Entries supplied
_ _ _ _

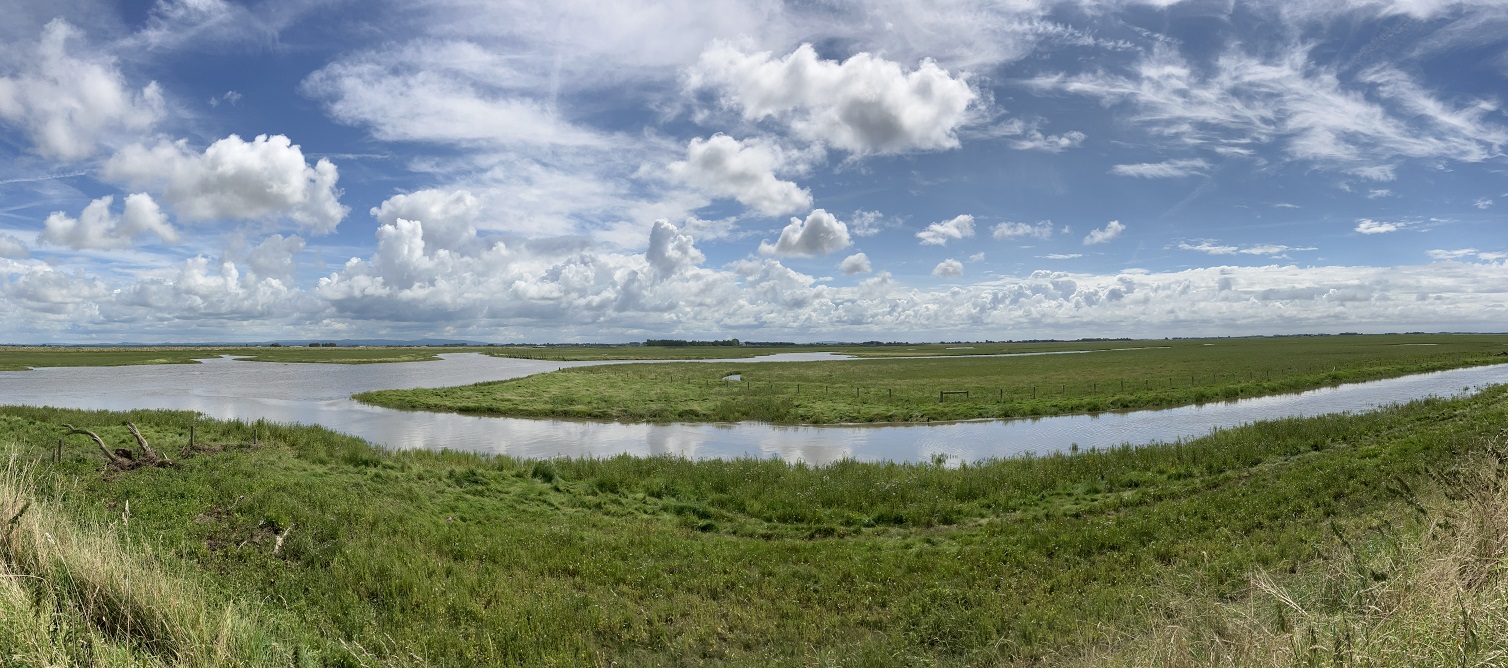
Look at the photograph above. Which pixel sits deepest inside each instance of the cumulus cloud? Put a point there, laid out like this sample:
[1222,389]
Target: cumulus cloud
[1166,169]
[1110,231]
[855,264]
[273,257]
[448,216]
[68,103]
[869,223]
[949,269]
[97,228]
[236,180]
[1380,226]
[723,166]
[671,251]
[864,104]
[1042,229]
[819,234]
[941,232]
[12,248]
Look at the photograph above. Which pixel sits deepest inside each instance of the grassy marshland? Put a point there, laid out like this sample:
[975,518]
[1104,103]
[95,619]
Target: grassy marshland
[1270,543]
[1158,374]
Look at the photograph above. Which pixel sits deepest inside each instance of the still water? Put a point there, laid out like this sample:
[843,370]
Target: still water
[320,394]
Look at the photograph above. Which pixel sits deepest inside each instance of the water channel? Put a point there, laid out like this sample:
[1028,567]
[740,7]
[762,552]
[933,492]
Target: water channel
[320,394]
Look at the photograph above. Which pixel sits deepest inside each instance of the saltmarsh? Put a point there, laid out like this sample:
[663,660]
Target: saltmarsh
[445,558]
[1113,376]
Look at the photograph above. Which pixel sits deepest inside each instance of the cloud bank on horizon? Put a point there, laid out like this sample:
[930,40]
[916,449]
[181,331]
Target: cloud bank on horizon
[576,171]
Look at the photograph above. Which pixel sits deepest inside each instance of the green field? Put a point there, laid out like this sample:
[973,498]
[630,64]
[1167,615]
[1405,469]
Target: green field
[1143,374]
[315,549]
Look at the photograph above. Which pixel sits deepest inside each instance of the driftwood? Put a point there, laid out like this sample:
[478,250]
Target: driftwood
[124,459]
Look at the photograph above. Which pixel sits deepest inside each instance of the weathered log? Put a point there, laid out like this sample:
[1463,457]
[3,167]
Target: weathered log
[113,459]
[124,459]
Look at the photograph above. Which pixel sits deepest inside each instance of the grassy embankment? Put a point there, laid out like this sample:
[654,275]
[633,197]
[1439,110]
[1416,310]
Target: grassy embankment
[1275,539]
[1163,374]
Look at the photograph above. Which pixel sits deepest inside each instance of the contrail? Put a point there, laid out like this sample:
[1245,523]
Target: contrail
[26,180]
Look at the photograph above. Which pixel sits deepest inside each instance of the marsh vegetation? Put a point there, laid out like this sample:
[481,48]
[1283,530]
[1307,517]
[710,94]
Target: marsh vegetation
[1285,528]
[1118,376]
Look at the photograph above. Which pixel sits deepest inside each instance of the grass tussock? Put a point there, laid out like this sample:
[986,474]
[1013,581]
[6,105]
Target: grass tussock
[1425,588]
[83,596]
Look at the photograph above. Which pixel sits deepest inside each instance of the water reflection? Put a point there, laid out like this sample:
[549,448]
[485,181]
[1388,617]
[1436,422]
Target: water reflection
[318,394]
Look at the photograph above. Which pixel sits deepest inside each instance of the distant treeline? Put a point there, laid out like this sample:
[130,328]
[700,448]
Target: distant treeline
[682,343]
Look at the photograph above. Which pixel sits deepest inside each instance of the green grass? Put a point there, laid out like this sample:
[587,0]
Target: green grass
[1160,374]
[447,558]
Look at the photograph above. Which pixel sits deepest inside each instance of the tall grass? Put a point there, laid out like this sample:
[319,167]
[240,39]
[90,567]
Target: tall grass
[85,596]
[1425,587]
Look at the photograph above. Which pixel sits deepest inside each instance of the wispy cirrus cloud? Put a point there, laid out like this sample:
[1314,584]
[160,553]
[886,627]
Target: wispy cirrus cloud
[1164,169]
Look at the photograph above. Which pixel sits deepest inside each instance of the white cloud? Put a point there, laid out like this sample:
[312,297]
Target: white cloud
[12,248]
[444,92]
[819,234]
[1166,169]
[273,257]
[258,180]
[68,104]
[864,104]
[745,171]
[1380,226]
[1035,140]
[869,223]
[1314,112]
[1225,249]
[1463,254]
[1023,136]
[1110,231]
[97,228]
[855,264]
[941,232]
[448,216]
[671,251]
[949,269]
[1041,229]
[1376,172]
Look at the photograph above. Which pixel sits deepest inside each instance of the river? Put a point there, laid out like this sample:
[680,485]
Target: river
[318,394]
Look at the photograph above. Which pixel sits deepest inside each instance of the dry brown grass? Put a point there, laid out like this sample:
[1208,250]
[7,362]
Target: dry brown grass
[85,596]
[1425,590]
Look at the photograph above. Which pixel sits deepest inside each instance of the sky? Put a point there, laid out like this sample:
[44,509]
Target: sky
[810,171]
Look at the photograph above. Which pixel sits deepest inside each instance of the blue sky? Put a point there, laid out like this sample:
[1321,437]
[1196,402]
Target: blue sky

_ _ _ _

Make an exact copy of the listing. Do not carry over its pictures.

Look at the photograph above. Which pixel sits deepest inside each instance of the cumulus cloud? Put a point there, laid out like this sample:
[1222,389]
Target: cumulus cloud
[1166,169]
[1110,231]
[855,264]
[273,257]
[448,216]
[68,103]
[869,223]
[949,269]
[97,228]
[236,180]
[1380,226]
[723,166]
[671,251]
[864,104]
[1042,229]
[819,234]
[941,232]
[12,248]
Look at the photograph above. Which pixel sits deepest inside each instance of the grassy marshland? Put a point there, laid out like this sample:
[975,518]
[1104,103]
[95,619]
Target: grassy marshland
[1270,543]
[1158,374]
Look at the photograph above. Which pixel sits deepest inside each instance of the still water? Put a point there, laid out like this sample:
[843,370]
Target: still water
[320,394]
Look at the photograph above. Which pixel sits deepest inside each instance of the water channel? Put a point there, laid out like this sample:
[1028,567]
[740,7]
[762,552]
[933,492]
Target: water channel
[320,394]
Look at the photograph above. Which pixel sits deepest inside each instance of the saltmarsh? Put a point there, laid out like this sample:
[663,660]
Target: saltmarsh
[445,558]
[1113,376]
Look at the photograph above. Which pixel sits deepest inside each instance of the cloud bank on horizon? Put a point there, laid out like this sample:
[930,40]
[916,449]
[181,331]
Target: cloud bank on horizon
[576,171]
Look at the photograph above. Which pixel sits deepest inside each instance of the green field? Put a point there, laid out like this sample:
[973,498]
[630,64]
[1167,615]
[1405,469]
Target: green field
[1143,374]
[315,549]
Look at the photograph above. Which pixel sits deepest inside each instance of the driftwood? Put a point there, laid out like this sample:
[478,250]
Target: driftwood
[124,459]
Look at the photograph above. Which pixel sits deepest inside each instance of the weathered log? Put a point there, laid out like this sample:
[1463,457]
[3,167]
Target: weathered log
[113,459]
[124,459]
Look at the photograph above. Which pixel sits deepest inside each instance of the grassy embankment? Put a point there, laid out like this sample:
[654,275]
[633,197]
[1439,110]
[1416,310]
Target: grassy embankment
[1275,539]
[1163,374]
Look at the photograph above. Which pixel sits deepest inside each instance of the contrail? Put a point there, laid out like this sample:
[1245,523]
Target: contrail
[26,180]
Look at the photograph above. Which pixel sits deepest inside each instance of the marsh vegetation? Put a point there, laid out like this sample:
[481,48]
[1283,530]
[1307,517]
[710,94]
Target: marsh vegetation
[1285,528]
[1118,376]
Look at the photograph above. Which pixel sits deepest inside each instance of the grass tussock? Put a point there, laid out like this sample:
[986,474]
[1013,581]
[6,105]
Target: grass tussock
[1425,588]
[83,596]
Look at the photograph above. Which pixel sits deepest inside each instance of the water reflection? Put a point there, laid out like this sample:
[549,448]
[485,181]
[1388,617]
[1436,422]
Target: water reflection
[318,394]
Look at the photograph above. Which pixel sits deepest inside each instance of the distant treeline? Put a point there, laid out like this sample:
[130,328]
[700,448]
Target: distant treeline
[682,343]
Look at the photograph above. Which pixel sits deepest inside each instance of the green grass? Put a point there, laid out like this sample:
[587,0]
Target: green grass
[1160,374]
[447,558]
Look at the photograph above. Which pixel sits deepest inside each instance of the tall grass? Put a point there, laid out like this sample:
[319,167]
[240,39]
[90,567]
Target: tall grass
[85,596]
[1425,587]
Look at the photograph above. Which pixel sits deepest inside each instance of the wispy cirrus cloud? Put a point there, laid out like this sample:
[1314,584]
[160,553]
[886,627]
Target: wispy cirrus cloud
[1164,169]
Look at the photograph above. Which pixel sits deepest inside each instance of the white cloud? Put a point there, laid out like this sample:
[312,297]
Target: white cloud
[12,248]
[444,92]
[819,234]
[1166,169]
[273,257]
[258,180]
[68,104]
[864,104]
[745,171]
[1380,226]
[1035,140]
[869,223]
[1314,112]
[1225,249]
[1463,254]
[1023,136]
[1110,231]
[97,228]
[855,264]
[941,232]
[448,216]
[671,251]
[949,269]
[1041,229]
[1376,172]
Look at the photograph above. Which pixel sits deepest inside each instance of the river? Put a point there, laid out like this sample:
[680,485]
Target: river
[318,394]
Look at the photograph above. Which pixel sits deepest inside each instance of the dry brown grass? Put a point there, laid out like this sample:
[1208,250]
[7,362]
Target: dry brown grass
[85,596]
[1425,590]
Look at the photograph above. Which pixel sits deepest inside each instance of the sky? Put a point there, laid out like this sample:
[44,509]
Target: sky
[810,171]
Look at the photograph above. Which pixel sits deepest inside each instance of the blue sky? Put a point there, laid out like this sample:
[1321,437]
[1196,402]
Target: blue sky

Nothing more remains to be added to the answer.